>> start Information supplied

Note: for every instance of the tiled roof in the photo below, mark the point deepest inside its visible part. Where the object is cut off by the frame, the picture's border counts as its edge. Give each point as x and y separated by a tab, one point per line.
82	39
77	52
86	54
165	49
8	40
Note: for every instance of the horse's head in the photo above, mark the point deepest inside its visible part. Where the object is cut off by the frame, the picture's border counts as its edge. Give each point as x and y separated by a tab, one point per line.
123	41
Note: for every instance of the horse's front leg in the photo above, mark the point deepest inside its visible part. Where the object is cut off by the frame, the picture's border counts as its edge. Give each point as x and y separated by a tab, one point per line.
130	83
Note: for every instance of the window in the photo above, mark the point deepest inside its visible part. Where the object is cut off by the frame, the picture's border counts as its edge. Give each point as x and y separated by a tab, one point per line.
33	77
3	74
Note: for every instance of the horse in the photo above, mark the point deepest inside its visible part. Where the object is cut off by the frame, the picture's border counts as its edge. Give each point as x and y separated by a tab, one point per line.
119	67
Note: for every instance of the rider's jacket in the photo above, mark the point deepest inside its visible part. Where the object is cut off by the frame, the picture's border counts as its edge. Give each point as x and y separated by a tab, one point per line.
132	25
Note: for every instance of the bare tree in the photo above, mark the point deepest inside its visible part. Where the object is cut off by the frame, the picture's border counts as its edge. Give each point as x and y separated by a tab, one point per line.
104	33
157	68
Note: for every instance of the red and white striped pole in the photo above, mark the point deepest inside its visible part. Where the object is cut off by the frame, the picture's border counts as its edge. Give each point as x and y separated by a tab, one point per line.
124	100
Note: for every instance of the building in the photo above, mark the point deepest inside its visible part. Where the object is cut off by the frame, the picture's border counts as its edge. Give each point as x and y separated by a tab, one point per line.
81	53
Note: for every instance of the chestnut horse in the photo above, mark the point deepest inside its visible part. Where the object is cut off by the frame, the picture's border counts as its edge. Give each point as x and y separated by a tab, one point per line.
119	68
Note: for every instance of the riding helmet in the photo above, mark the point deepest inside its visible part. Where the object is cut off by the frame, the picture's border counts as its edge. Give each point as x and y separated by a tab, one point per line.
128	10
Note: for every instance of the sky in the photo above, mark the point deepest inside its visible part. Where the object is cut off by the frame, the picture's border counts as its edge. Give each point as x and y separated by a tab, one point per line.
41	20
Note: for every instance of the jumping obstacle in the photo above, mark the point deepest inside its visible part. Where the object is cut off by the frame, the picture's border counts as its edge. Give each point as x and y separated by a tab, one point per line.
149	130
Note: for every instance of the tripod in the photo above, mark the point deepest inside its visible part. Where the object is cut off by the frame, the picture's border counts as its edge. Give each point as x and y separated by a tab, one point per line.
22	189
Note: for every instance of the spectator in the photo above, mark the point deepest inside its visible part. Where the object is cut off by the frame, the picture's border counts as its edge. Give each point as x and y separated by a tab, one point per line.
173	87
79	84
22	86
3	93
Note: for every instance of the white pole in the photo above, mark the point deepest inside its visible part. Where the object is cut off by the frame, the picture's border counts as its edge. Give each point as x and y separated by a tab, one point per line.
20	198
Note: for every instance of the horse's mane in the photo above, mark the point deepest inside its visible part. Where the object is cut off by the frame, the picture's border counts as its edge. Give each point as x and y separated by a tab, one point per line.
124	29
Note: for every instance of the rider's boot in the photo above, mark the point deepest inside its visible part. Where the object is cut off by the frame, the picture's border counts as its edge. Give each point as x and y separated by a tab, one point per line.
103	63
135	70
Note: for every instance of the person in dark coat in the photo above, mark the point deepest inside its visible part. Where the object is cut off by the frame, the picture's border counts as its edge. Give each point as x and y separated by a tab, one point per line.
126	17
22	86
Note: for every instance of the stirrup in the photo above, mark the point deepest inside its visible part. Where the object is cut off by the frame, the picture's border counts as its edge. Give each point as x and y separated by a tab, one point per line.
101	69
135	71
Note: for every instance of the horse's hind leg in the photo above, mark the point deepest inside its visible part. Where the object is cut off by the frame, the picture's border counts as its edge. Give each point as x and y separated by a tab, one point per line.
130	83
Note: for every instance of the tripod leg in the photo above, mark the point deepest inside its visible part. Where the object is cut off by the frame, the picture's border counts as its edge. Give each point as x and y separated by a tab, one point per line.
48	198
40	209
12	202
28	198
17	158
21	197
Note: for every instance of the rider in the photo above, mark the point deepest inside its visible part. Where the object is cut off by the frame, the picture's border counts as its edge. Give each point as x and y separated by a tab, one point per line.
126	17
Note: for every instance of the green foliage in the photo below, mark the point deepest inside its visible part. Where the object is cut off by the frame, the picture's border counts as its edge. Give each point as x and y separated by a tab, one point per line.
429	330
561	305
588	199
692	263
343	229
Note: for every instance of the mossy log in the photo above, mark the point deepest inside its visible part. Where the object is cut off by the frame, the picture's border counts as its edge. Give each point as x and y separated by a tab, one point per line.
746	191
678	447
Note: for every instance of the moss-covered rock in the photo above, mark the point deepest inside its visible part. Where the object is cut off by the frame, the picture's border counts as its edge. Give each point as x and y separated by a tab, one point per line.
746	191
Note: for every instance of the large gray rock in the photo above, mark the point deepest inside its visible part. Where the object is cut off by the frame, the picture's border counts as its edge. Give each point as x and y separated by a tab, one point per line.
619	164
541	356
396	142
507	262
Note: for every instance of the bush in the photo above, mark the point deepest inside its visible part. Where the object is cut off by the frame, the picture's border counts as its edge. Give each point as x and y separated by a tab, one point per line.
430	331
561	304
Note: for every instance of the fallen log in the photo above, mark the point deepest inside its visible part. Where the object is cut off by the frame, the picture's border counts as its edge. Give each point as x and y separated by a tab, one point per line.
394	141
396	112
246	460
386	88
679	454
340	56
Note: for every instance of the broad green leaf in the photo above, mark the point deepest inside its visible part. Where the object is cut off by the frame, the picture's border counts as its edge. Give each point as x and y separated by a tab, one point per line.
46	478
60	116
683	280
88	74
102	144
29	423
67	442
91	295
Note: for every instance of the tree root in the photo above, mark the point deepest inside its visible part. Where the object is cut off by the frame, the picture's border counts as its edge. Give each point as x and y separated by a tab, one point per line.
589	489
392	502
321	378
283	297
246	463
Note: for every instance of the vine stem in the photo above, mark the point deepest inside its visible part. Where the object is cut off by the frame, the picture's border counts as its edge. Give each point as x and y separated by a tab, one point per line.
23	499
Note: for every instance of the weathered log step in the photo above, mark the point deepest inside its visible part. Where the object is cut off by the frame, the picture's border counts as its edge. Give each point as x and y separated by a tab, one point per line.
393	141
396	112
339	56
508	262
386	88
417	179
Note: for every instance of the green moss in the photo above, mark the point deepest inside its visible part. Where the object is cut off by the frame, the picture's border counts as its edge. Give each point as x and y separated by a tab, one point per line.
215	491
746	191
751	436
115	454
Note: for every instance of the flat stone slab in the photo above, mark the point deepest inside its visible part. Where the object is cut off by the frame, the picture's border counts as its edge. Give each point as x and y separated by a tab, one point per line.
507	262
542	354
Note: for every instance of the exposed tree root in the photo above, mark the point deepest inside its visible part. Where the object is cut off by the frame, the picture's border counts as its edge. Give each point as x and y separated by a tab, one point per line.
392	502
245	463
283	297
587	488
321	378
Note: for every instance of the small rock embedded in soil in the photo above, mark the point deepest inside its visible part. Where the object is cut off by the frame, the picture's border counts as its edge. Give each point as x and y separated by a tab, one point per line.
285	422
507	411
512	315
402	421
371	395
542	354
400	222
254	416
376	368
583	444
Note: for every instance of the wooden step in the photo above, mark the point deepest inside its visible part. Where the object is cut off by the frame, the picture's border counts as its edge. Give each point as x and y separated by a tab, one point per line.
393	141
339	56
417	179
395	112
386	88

>> end Information supplied

### Exercise description
Return the listing above in full, character for character.

### Response
Note: for every instance of the tiled roof in the photo below, mark the point deepest inside its visible part. Where the object is cut off by the frame, the picture's border counts as its edge. Give each point as x and y separated by a tab, one point per line.
82	39
77	52
86	54
165	49
8	40
Note: for every instance of the horse's head in the photo above, mark the point deepest inside its visible part. Where the object is cut off by the frame, the picture's border counts as its edge. Give each point as x and y separated by a tab, one point per line.
123	41
Note: for every instance of the horse's front leg in the photo above, mark the point deepest inside its visible part. Where the object is cut off by the frame, the picture's border counts as its edge. Give each point as x and y separated by a tab, one point per line.
130	83
Note: for every instance of the window in the photo above, mark the point deepest inside its visible part. Where the object is cut off by the frame, the picture's border counts as its edge. Give each point as x and y separated by a tab, one point per line.
33	77
3	74
Note: for every instance of the horse in the photo above, mark the point deepest inside its visible part. Where the object is cut off by the frame, the picture's border counts as its edge. Give each point as x and y separated by a tab, one point per line.
119	67
Note: for every instance of the rider's jacket in the photo above, mark the point deepest inside its visible part. Where the object is cut off by the frame, the picture's border counts as its edge. Give each point as x and y separated by a tab, one point per line.
132	25
Note: for every instance of the bare tree in the photo above, mark the point deepest inside its visible part. Where the object is cut off by the frame, the picture's border counts as its edge. Give each point as x and y separated by a tab, one point per line.
104	33
157	68
Note: for every instance of the red and white striped pole in the photo above, mark the point deepest inside its visible part. Where the object is cut off by the frame, the picture's border counts as its edge. Give each point as x and y separated by a tab, one point per line.
124	100
Note: for every instance of the building in the photo above, mark the point deepest inside its visible part. Where the object is cut off by the frame, the picture's border counts as its edge. Give each point as x and y separated by a tab, one point per line.
81	53
Note: for every instance of the chestnut horse in the photo above, mark the point deepest inside its visible part. Where the object is cut off by the frame, the picture's border counts as its edge. Give each point as x and y separated by a tab, one point per line.
119	68
Note: for every instance of the riding helmet in the photo above, mark the point deepest inside its visible part. Where the object is cut off by the frame, the picture's border counts as its edge. Give each point as x and y separated by a tab, one point per line.
128	10
Note: for every instance of the sky in the photo above, mark the point deepest inside its visible part. Where the object is cut off by the frame, the picture's border counts as its edge. Give each point as x and y separated by a tab, one point per line.
41	20
Note: for every instance of the jumping obstacle in the photo above, mark the point deepest inside its visible part. Where the object is cut off by the frame, the picture's border counts as its edge. Give each point as x and y separated by a tab, one point per line.
149	130
Note: for every instance of the tripod in the photo above, mark the point deepest inside its visible part. Where the object is cut off by the frame, the picture's border counts as its edge. Give each point as x and y separated by a tab, one point per line.
22	189
Note: for every instance of the spectator in the photo above, mark the point deepest inside its visible part. Where the object is cut off by the frame, the picture's border counts as its edge. Give each point as x and y separated by a tab, one point per line.
173	87
79	84
22	86
3	93
Note: for every instance of the white pole in the photo above, mark the point deepest inside its visible part. Where the object is cut off by the frame, the picture's border counts as its edge. Give each point as x and y separated by a tab, one point per line.
20	198
Note: for every instance of the horse's mane in the photo above, mark the point deepest inside its visible part. Where the object is cut off by the frame, the picture's border counts as its edge. Give each point as x and y separated by a tab, one point per line.
124	29
Note: for every instance of the rider's boot in the photo above, mark the point deepest inside its visible part. Where the object is cut off by the frame, the picture's border counts as its edge. Give each point as x and y separated by a tab, one point per line.
103	63
135	70
Note: for every instance of the person in dark coat in the photo above, mark the point deepest inside its visible part. Where the object is cut off by the frame, the picture's border counts as its edge. Give each point as x and y separated by a tab, one point per line.
126	17
22	86
Note: for every instance of the stirrup in the photo above, mark the point deepest inside its visible part. Where the object is cut off by the frame, the picture's border counts as its edge. Give each point as x and y separated by a tab, one point per line.
101	69
135	71
Note: for every instance of the horse's hind leg in the photo above, mark the point deepest inside its visible part. Where the object is cut off by the frame, the picture's border counts as its edge. Give each point as x and y separated by a tab, one point per line.
130	83
Note: for every instance of the tripod leg in the photo above, mark the point deepest inside its visible part. Where the object is cut off by the frame, the picture's border counts as its edge. Give each point as x and y separated by a tab, one point per line.
48	198
40	209
12	202
28	198
17	158
21	197
Note: for every instance of the rider in the photo above, mark the point deepest inside its visible part. Where the object is cut off by the frame, the picture's border counts as its edge. Give each point as x and y separated by a tab, one point per line.
126	17
Note: for every instance of the green foliage in the photo below, mark the point deepest inside its visible part. Where the object is cut off by the frame, the picture's border counts as its edge. Give each point as x and y separated by a tab, one point per line.
429	330
561	305
588	199
692	263
343	229
Note: for every instance of the mossy log in the photo above, mark the point deepest inside its visible part. Where the object is cut off by the frame, the picture's border counts as its edge. Give each point as x and y separated by a tab, one point per line.
746	191
678	447
Note: for every instance of the moss-covered rock in the photo above, mark the point deepest inside its visible part. Where the object is cut off by the frame, the picture's border counts as its edge. Give each point as x and y separated by a tab, one point per line.
746	191
Note: for every instance of the large gray rock in the photo above, mark the point deepest inside its visible part. Where the object is cut off by the frame, the picture's border counts as its edge. Give each point as x and y separated by a tab, one point per line.
619	164
541	356
396	142
507	262
Note: for every instance of the bush in the photo above, mark the point deepest inside its visible part. Where the object is cut off by the frame, the picture's border counts as its edge. Give each point as x and y separated by a tab, one point per line.
430	331
561	304
Note: for every instance of the fallen log in the photo above, mark the point deepest inside its visible part. Where the object is cut off by the frame, the picture's border counts as its edge. Give each point as x and y separated by a tab, one point per line.
394	141
396	112
246	460
386	88
679	454
340	56
Note: for every instance of the broad green leaf in the photo above, mark the point deepest inside its visible part. Where the object is cut off by the frame, the picture's border counts as its edge. Give each point as x and y separated by a tab, one point per line.
46	478
60	116
683	280
88	74
102	144
29	423
67	442
91	295
Note: for every instance of the tree root in the photo above, mark the point deepest inside its visible part. Where the object is cut off by the frame, the picture's border counts as its edge. Give each point as x and y separated by a tab, one point per line.
589	489
392	502
321	378
283	297
246	463
Note: for every instance of the vine stem in the photo above, mark the point deepest inside its visible part. Where the object is cut off by the frame, the picture's border counts as its edge. Give each point as x and y separated by a tab, one point per line.
23	499
Note: for every instance of the weathered log step in the photo above, mark the point deepest inside its visible part. Where the object is cut off by the frame, the picture's border counts as its edge. Give each point as x and y separated by a tab, one point per line.
393	141
396	112
339	56
508	262
386	88
417	179
Note: for every instance of the green moss in the photo above, mark the point deepest inside its visible part. Where the object is cut off by the frame, the picture's border counts as its edge. Give each point as x and y separated by a tab, one point per line.
215	491
746	191
751	436
115	454
Note: for every instance of the flat stone slab in the photo above, mark the point deepest inside its visible part. Where the object is cut off by the frame, the picture's border counts as its edge. Give each point as x and y separated by a tab, one point per line.
507	262
542	354
Note: for every instance of the exposed tree root in the photo above, mark the point deepest inside its visible part. Where the object is cut off by the frame, the picture's border counts as its edge. Give each point as x and y separated by a tab, one point per line.
392	502
245	463
283	297
587	488
321	378
Note: for every instance of the small rock embedded in soil in the photo above, mark the point deepest inside its visible part. Where the object is cut off by the frame, the picture's border counts as its edge. Give each point as x and y separated by a tab, one point per line.
285	422
507	411
512	315
402	421
371	395
542	354
400	222
254	416
376	368
583	444
Note: for every instance of the wooden step in the photo above, mark the point deepest inside its visible part. Where the object is cut off by the frame, the picture's border counts as its edge. Give each point as x and y separated by a tab, one point per line.
393	141
339	56
417	179
395	112
386	88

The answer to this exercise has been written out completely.